# [GIVEN TEXT]
* BEGIN *

Thread: Problem with LIKE in a SQL function

Hello,
    I have a bit of a problem, I have looked on the archives and didn't manage
to see anything.

I am trying to write the below function

mail_db=# CREATE FUNCTION "user_id_funct_p2"(varchar)
mail_db-# RETURNS setof varchar AS '
mail_db'# SELECT "mailbox" FROM "user" WHERE "mailbox" LIKE (\'$1%\') '
mail_db-# LANGUAGE sql ;
CREATE

mail_db=# select user_id_funct_p2('test');
 user_id_funct_p2
------------------
(0 rows)

If I  do
  SELECT "mailbox" FROM "user" WHERE "mailbox" LIKE ('test%') ;

It does returns the following results

 mailbox
----------
 test0001
 test0002
 test0003
 test0004
 test0005
 test0006
(6 rows)

If I ammed the function to return $1 it does return as test.  When I looked @
the debug output it seemed to be matching $1 rather that the value of $1.
That leads me to believe that my character escape sequence is incorrect.  I
have tried every possible combination but I am still not returning valid
results.

Many thanks in advance

Mole
--
==============
Caroline Fletcher
Head of Systems

Mole <mole@zebra.co.uk> writes:
> mail_db=# CREATE FUNCTION "user_id_funct_p2"(varchar)
> mail_db-# RETURNS setof varchar AS '
> mail_db'# SELECT "mailbox" FROM "user" WHERE "mailbox" LIKE (\'$1%\') '
> mail_db-# LANGUAGE sql ;

I think you want:

SELECT "mailbox" FROM "user" WHERE "mailbox" LIKE ($1 || \'%\') '

            regards, tom lane

I think this does the trick.

CREATE FUNCTION user_id_funct_p2(VARCHAR) RETURNS setof varchar AS '
    SELECT mailbox FROM user WHERE mailbox LIKE (SELECT ($1 || \'%\'));
'LANGUAGE sql ;

-Garrett

---- This is what you wrote me ----

:Hello,
:    I have a bit of a problem, I have looked on the archives and didn't manage
:to see anything.
:
:I am trying to write the below function
:
:mail_db=# CREATE FUNCTION "user_id_funct_p2"(varchar)

* END *

# [REQUIRED TASKS]
a: From the thread on LIKE in a SQL function, copy word for word the part that opens with the words containing "It does returns" and closes with "value of $1.".
b: In the thread on LIKE in a SQL function, what did the debug output seem to show the function matching?

# [DATA BLOCK]
* BEGIN *

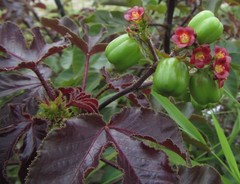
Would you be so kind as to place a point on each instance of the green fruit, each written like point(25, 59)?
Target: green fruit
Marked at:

* END *

# [RESULTS]
a:
It does returns the following results

 mailbox
----------
 test0001
 test0002
 test0003
 test0004
 test0005
 test0006
(6 rows)

If I ammed the function to return $1 it does return as test.  When I looked @
the debug output it seemed to be matching $1 rather that the value of $1.

b: It seemed to be matching $1 itself rather than the value of $1.